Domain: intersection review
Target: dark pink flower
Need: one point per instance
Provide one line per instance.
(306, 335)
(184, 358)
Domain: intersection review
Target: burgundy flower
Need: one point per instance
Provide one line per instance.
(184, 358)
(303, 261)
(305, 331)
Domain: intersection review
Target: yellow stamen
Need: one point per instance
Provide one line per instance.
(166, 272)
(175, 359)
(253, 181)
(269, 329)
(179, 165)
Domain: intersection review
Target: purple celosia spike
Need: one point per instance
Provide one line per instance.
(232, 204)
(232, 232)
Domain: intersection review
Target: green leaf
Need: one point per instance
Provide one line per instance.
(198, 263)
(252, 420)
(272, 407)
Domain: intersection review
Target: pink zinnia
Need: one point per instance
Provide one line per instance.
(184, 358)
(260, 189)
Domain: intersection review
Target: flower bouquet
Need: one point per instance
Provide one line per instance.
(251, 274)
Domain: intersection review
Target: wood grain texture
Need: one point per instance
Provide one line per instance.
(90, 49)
* * *
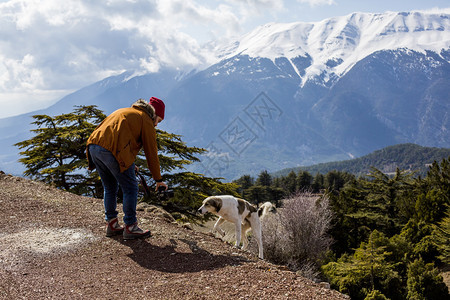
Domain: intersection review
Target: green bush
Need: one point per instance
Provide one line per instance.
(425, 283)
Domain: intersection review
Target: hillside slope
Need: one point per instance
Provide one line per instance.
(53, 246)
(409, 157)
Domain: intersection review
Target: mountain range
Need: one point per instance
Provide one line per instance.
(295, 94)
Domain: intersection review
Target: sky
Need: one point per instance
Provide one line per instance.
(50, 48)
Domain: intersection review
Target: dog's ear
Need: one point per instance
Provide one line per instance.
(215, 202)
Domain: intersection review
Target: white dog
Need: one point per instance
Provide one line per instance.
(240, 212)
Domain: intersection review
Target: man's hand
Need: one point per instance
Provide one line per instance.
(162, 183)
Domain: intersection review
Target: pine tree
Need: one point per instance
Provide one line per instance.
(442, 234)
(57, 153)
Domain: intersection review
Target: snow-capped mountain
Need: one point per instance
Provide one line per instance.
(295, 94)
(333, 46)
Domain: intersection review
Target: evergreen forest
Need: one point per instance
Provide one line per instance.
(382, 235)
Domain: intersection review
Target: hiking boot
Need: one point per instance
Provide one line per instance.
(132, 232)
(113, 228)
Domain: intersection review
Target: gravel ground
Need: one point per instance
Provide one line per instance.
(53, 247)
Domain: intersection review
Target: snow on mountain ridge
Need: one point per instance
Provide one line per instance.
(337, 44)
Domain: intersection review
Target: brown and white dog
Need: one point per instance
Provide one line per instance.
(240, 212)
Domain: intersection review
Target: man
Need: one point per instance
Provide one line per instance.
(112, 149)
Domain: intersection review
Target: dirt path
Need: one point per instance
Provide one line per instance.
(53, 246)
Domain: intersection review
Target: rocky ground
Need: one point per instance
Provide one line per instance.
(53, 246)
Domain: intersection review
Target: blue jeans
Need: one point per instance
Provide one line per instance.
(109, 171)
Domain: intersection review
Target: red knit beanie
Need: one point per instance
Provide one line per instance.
==
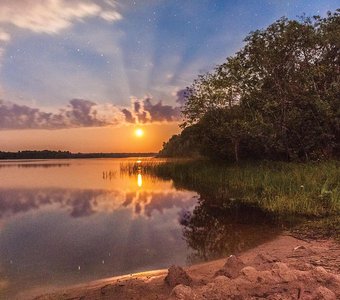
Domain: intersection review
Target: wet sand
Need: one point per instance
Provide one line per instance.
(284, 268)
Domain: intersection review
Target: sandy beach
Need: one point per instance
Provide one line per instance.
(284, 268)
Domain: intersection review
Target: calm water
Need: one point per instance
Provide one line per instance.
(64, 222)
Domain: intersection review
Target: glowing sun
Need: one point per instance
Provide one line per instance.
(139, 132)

**TASK PROMPT**
Looking at the entries, how many lines contain the string "snow"? The answer is that number alone.

**COMPLETED TASK**
2